*Records provided*

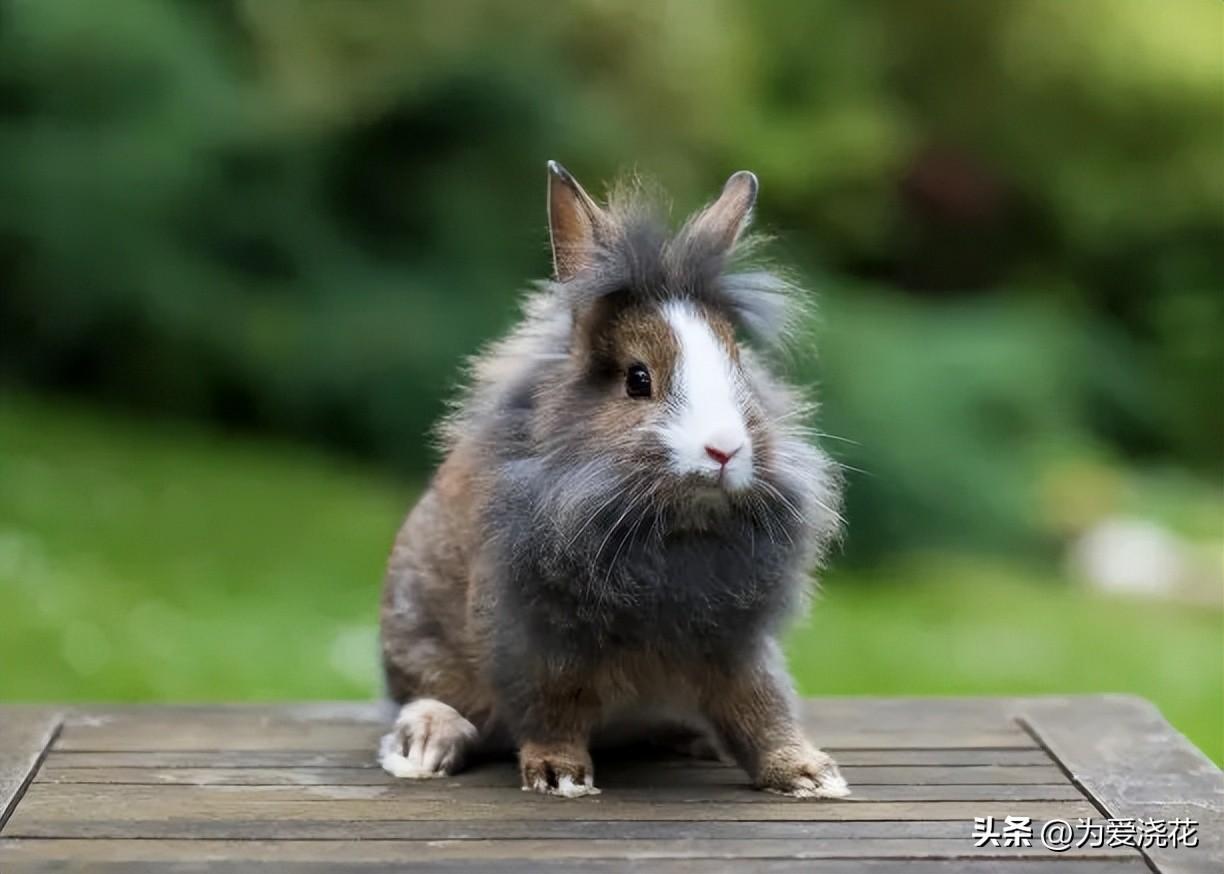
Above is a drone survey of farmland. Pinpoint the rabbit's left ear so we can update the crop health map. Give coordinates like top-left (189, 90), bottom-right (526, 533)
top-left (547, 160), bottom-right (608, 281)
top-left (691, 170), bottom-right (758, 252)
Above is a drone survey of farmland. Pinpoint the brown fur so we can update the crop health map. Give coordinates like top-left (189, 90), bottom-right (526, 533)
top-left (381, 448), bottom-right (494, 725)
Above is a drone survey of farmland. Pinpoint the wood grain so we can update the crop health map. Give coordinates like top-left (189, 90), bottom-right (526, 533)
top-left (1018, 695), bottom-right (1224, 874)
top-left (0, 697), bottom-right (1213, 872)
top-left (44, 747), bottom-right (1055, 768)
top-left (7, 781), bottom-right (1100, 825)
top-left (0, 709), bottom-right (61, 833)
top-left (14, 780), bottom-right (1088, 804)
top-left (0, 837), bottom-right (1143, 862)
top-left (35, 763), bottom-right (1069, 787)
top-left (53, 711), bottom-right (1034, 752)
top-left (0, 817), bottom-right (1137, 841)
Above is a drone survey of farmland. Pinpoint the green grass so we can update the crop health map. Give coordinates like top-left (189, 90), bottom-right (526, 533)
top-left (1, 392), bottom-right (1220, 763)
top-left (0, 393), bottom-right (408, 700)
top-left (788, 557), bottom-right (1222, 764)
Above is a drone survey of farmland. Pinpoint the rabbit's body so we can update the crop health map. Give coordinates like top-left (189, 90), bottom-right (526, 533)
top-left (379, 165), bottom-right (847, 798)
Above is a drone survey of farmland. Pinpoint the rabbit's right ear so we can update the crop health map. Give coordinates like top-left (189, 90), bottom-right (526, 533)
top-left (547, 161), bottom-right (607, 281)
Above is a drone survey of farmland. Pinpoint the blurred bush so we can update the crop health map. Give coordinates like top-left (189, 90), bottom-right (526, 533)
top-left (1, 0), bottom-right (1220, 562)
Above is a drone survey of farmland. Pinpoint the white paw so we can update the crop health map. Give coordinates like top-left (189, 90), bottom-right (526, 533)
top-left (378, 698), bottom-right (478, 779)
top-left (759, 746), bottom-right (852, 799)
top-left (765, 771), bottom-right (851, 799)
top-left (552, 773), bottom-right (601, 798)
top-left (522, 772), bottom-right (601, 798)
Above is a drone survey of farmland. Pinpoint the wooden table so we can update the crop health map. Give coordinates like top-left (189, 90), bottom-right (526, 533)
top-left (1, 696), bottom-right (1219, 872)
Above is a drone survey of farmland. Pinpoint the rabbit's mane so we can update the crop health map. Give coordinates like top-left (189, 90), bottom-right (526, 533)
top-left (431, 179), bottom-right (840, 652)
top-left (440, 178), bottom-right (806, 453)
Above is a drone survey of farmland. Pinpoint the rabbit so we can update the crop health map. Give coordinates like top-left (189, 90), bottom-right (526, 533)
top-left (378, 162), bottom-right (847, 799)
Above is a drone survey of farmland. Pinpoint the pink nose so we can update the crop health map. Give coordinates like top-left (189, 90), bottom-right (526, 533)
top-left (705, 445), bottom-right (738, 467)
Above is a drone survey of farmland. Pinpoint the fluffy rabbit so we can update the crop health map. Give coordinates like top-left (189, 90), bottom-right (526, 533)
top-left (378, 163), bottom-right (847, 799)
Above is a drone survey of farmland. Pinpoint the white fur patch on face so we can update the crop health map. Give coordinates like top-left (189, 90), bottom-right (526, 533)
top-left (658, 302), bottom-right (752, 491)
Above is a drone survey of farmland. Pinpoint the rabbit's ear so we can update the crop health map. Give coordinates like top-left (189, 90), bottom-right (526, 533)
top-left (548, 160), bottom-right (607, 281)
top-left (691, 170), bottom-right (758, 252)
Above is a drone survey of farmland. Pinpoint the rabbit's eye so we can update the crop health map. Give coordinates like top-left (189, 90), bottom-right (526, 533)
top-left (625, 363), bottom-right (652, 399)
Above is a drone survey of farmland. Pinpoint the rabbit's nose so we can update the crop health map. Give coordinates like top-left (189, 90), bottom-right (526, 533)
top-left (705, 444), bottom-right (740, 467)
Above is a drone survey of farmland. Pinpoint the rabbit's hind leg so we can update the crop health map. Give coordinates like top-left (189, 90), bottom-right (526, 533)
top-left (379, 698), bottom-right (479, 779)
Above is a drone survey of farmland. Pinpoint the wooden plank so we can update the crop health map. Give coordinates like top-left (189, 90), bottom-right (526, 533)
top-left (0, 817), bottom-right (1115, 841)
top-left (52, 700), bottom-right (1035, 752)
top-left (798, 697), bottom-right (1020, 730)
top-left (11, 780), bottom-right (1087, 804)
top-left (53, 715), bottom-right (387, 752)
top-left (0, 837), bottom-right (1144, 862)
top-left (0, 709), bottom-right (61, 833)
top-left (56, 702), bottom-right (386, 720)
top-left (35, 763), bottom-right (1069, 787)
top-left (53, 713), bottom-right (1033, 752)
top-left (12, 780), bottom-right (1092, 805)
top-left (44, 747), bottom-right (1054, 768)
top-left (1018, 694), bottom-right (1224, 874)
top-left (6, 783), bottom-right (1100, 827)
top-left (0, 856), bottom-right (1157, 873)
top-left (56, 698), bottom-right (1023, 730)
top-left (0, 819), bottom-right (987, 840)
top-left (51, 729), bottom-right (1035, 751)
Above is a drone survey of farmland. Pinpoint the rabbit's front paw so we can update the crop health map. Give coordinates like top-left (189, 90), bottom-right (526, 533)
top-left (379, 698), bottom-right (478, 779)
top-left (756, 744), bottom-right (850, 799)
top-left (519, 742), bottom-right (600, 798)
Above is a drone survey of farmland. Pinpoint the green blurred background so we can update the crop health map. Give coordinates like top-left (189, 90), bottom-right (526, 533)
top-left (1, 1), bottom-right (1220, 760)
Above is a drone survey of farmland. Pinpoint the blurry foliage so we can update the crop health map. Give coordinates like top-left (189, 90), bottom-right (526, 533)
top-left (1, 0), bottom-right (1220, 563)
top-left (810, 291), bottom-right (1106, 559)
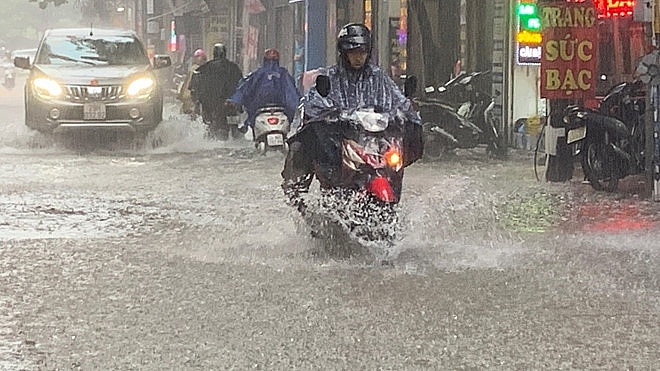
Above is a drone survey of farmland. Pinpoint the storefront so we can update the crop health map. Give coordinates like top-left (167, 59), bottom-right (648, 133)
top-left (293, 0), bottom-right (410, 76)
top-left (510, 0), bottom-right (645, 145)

*Exercise brief*
Your copy should match the listing exactly, apart from the pictures it leaves out.

*Result below*
Above is a drone survey of farmland. Pinpoint the rabbit's left ear so we can update the crop health map. Give coordinates like top-left (189, 90), bottom-right (526, 533)
top-left (547, 160), bottom-right (608, 281)
top-left (691, 170), bottom-right (758, 252)
Above is a drone survey of farmland. Pinpoint the brown fur so we can update the crop health map. Give coordinates like top-left (189, 90), bottom-right (526, 533)
top-left (381, 448), bottom-right (494, 725)
Above is a drone survey of farmland. Pinpoint the wood grain so we can update the crop health map. Give coordinates like top-left (189, 90), bottom-right (526, 533)
top-left (1018, 695), bottom-right (1224, 874)
top-left (0, 697), bottom-right (1213, 872)
top-left (44, 747), bottom-right (1055, 768)
top-left (7, 781), bottom-right (1100, 825)
top-left (0, 709), bottom-right (61, 833)
top-left (14, 780), bottom-right (1088, 804)
top-left (0, 837), bottom-right (1143, 862)
top-left (35, 763), bottom-right (1069, 787)
top-left (53, 711), bottom-right (1034, 752)
top-left (0, 817), bottom-right (1137, 841)
Above is a drone survey of farmland. Pinpoint the green grass so we can update the crop health map. Give coordinates like top-left (189, 90), bottom-right (526, 533)
top-left (1, 392), bottom-right (1220, 763)
top-left (0, 393), bottom-right (408, 700)
top-left (788, 557), bottom-right (1222, 764)
Above is a drone survey of farmland. Pinpoint the rabbit's body so we can update the crop health map. Give coordinates like top-left (189, 90), bottom-right (526, 533)
top-left (379, 165), bottom-right (847, 798)
Above is a drone survey of farmland. Pinpoint the rabbit's right ear so we can update the crop health map. Give coordinates like top-left (189, 90), bottom-right (526, 533)
top-left (547, 161), bottom-right (607, 281)
Above is a drone survey of farmland. Pinpoint the blurred bush so we can update the crop health map. Give coordinates like top-left (189, 90), bottom-right (526, 533)
top-left (1, 0), bottom-right (1220, 562)
Above is a drone survey of farmland. Pinpoint the white paw so we can update the crop health map. Give coordinates like top-left (189, 90), bottom-right (526, 533)
top-left (378, 698), bottom-right (478, 779)
top-left (759, 746), bottom-right (852, 799)
top-left (765, 771), bottom-right (851, 799)
top-left (552, 773), bottom-right (601, 798)
top-left (522, 772), bottom-right (601, 798)
Above is a drone survey of farmland. Pinpoint the wooden table so we can update the crop health map. Give coordinates like top-left (189, 90), bottom-right (526, 533)
top-left (1, 696), bottom-right (1219, 872)
Above is a drone survey of farmland. Pinpoint the rabbit's mane so we can update the crop health map. Give coordinates like top-left (189, 90), bottom-right (526, 533)
top-left (431, 179), bottom-right (840, 652)
top-left (440, 178), bottom-right (806, 453)
Above is a drone survey of farmland. Pinpoint the rabbit so we can update the crop health map. Give coordinates like top-left (189, 90), bottom-right (526, 533)
top-left (378, 162), bottom-right (847, 799)
Above is a drone survey of farmland. Pinpoint the pink nose so we can update the crop health map. Give coordinates like top-left (189, 90), bottom-right (526, 533)
top-left (705, 445), bottom-right (738, 467)
Above is a drone survey of farmland. Pinpoint the fluffy rabbit so we can update the crop health map. Give coordinates like top-left (189, 90), bottom-right (526, 533)
top-left (378, 163), bottom-right (847, 799)
Above is a drone survey of farmland. Pinpoint the white fur patch on face so we can update the crop health map. Give coordinates like top-left (189, 90), bottom-right (526, 533)
top-left (658, 302), bottom-right (752, 491)
Above is a drone survey of farmland. Pinpoint the rabbit's ear so we can update the crop health map. Give coordinates like top-left (189, 90), bottom-right (526, 533)
top-left (548, 160), bottom-right (607, 281)
top-left (691, 170), bottom-right (758, 252)
Above is a drone survey of farmland. Pinpoint the rabbit's eye so we can update the crop health map. Give coordinates like top-left (189, 90), bottom-right (526, 533)
top-left (625, 363), bottom-right (652, 399)
Above is a drone survey of farmland. Pinpoint the rabbit's nose so we can update the crop health map. Give coordinates like top-left (189, 90), bottom-right (526, 533)
top-left (705, 444), bottom-right (740, 467)
Above is a drone survey of farmland. Pinpoint the rabbit's hind leg so we can update the crop health map. Give coordinates like top-left (189, 90), bottom-right (526, 533)
top-left (379, 698), bottom-right (479, 779)
Above is a drone survey of farmland. Pinpoint the wooden plank so we can update the crop health map. Give coordinates like top-left (189, 90), bottom-right (526, 533)
top-left (0, 817), bottom-right (1115, 841)
top-left (52, 700), bottom-right (1035, 752)
top-left (798, 697), bottom-right (1020, 730)
top-left (11, 780), bottom-right (1087, 804)
top-left (53, 715), bottom-right (387, 752)
top-left (0, 837), bottom-right (1144, 862)
top-left (0, 709), bottom-right (61, 833)
top-left (56, 702), bottom-right (386, 720)
top-left (35, 763), bottom-right (1069, 787)
top-left (53, 713), bottom-right (1033, 752)
top-left (12, 780), bottom-right (1092, 805)
top-left (44, 747), bottom-right (1054, 768)
top-left (1018, 694), bottom-right (1224, 874)
top-left (6, 783), bottom-right (1100, 827)
top-left (0, 856), bottom-right (1157, 873)
top-left (56, 698), bottom-right (1023, 730)
top-left (0, 819), bottom-right (987, 840)
top-left (51, 729), bottom-right (1035, 751)
Above is a drone survey of farmland. Pinpoint the rabbit's front paw so we can update the crop health map. Give coordinates like top-left (189, 90), bottom-right (526, 533)
top-left (379, 698), bottom-right (478, 779)
top-left (756, 744), bottom-right (850, 799)
top-left (519, 742), bottom-right (600, 798)
Above is a drone survey of farmland. Pinpoint the green blurred background so we can update the crop health map. Give coordinates like top-left (189, 90), bottom-right (526, 533)
top-left (1, 1), bottom-right (1220, 760)
Above is a drone survey of farmland. Pinpoint the blurry foliage so we can update the crop health map. Give coordinates like top-left (189, 90), bottom-right (526, 533)
top-left (1, 0), bottom-right (1220, 563)
top-left (810, 291), bottom-right (1106, 559)
Above is a drone survey of farmland. Pinpoint the storefront so we can update the crop health map. Give coordinates like top-left (167, 59), bottom-right (648, 133)
top-left (293, 0), bottom-right (410, 76)
top-left (510, 0), bottom-right (645, 145)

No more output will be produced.